WHAT TO WORK ON
[A] List every chemical notation written with element symbols (formulas and system names) that the text on corium phases contains, including its title.
[B] Copy the stretch of the text on corium phases from "Preparation and Characterization" through "characterization are required." word for word.

ARTICLE
[start]

Preparation and Characterization of (U,Zr)O₂ Solid Solutions, as Corium Phases of Interest

In the event of a severe nuclear accident, the loss of cooling leads to high-temperature reactions between the fuel, UO₂, and surrounding materials. The fuel can then react with the zirconium alloy cladding and the steel vessel to form a complex solid+liquid mixture known as in-vessel corium. Understanding the formation and complete characterization of the U_1-xZr_xO₂ phases is essential for predicting the heat exchanges as well as the phases formed in the corium. However, the U-Zr-O system is not fully understood from a thermodynamic point of view. Therefore, in order to improve our knowledge of the formation of such corium, the preparation of pure U_1-xZr_xO₂ samples and their complete and advanced characterization are required.

[end]

RECORDS PROVIDED
[start]

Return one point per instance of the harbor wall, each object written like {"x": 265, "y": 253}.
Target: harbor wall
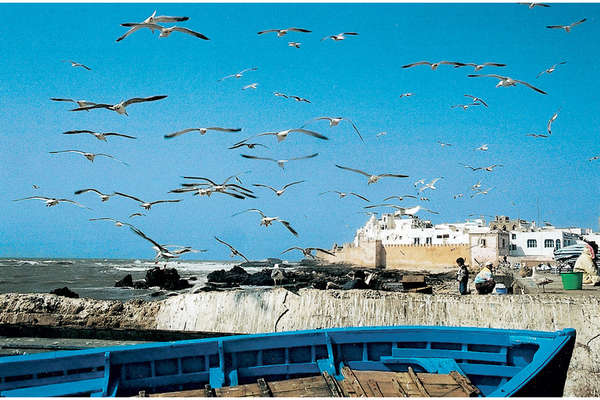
{"x": 280, "y": 310}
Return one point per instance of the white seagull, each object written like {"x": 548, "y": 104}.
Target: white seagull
{"x": 146, "y": 204}
{"x": 281, "y": 163}
{"x": 202, "y": 131}
{"x": 567, "y": 28}
{"x": 372, "y": 178}
{"x": 98, "y": 135}
{"x": 164, "y": 32}
{"x": 340, "y": 36}
{"x": 278, "y": 192}
{"x": 266, "y": 221}
{"x": 334, "y": 121}
{"x": 239, "y": 74}
{"x": 234, "y": 252}
{"x": 89, "y": 156}
{"x": 506, "y": 81}
{"x": 281, "y": 32}
{"x": 551, "y": 69}
{"x": 51, "y": 201}
{"x": 76, "y": 64}
{"x": 103, "y": 196}
{"x": 120, "y": 107}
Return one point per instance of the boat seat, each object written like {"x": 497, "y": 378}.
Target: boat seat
{"x": 73, "y": 388}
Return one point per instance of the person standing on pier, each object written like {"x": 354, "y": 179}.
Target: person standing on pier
{"x": 462, "y": 276}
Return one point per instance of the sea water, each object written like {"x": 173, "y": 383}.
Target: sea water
{"x": 95, "y": 278}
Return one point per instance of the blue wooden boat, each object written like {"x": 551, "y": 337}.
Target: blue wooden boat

[end]

SOLUTIONS FOR EACH TASK
[A] (U,Zr)O₂, UO₂, U_1-xZr_xO₂, U-Zr-O

[B]
Preparation and Characterization of (U,Zr)O₂ Solid Solutions, as Corium Phases of Interest

In the event of a severe nuclear accident, the loss of cooling leads to high-temperature reactions between the fuel, UO₂, and surrounding materials. The fuel can then react with the zirconium alloy cladding and the steel vessel to form a complex solid+liquid mixture known as in-vessel corium. Understanding the formation and complete characterization of the U_1-xZr_xO₂ phases is essential for predicting the heat exchanges as well as the phases formed in the corium. However, the U-Zr-O system is not fully understood from a thermodynamic point of view. Therefore, in order to improve our knowledge of the formation of such corium, the preparation of pure U_1-xZr_xO₂ samples and their complete and advanced characterization are required.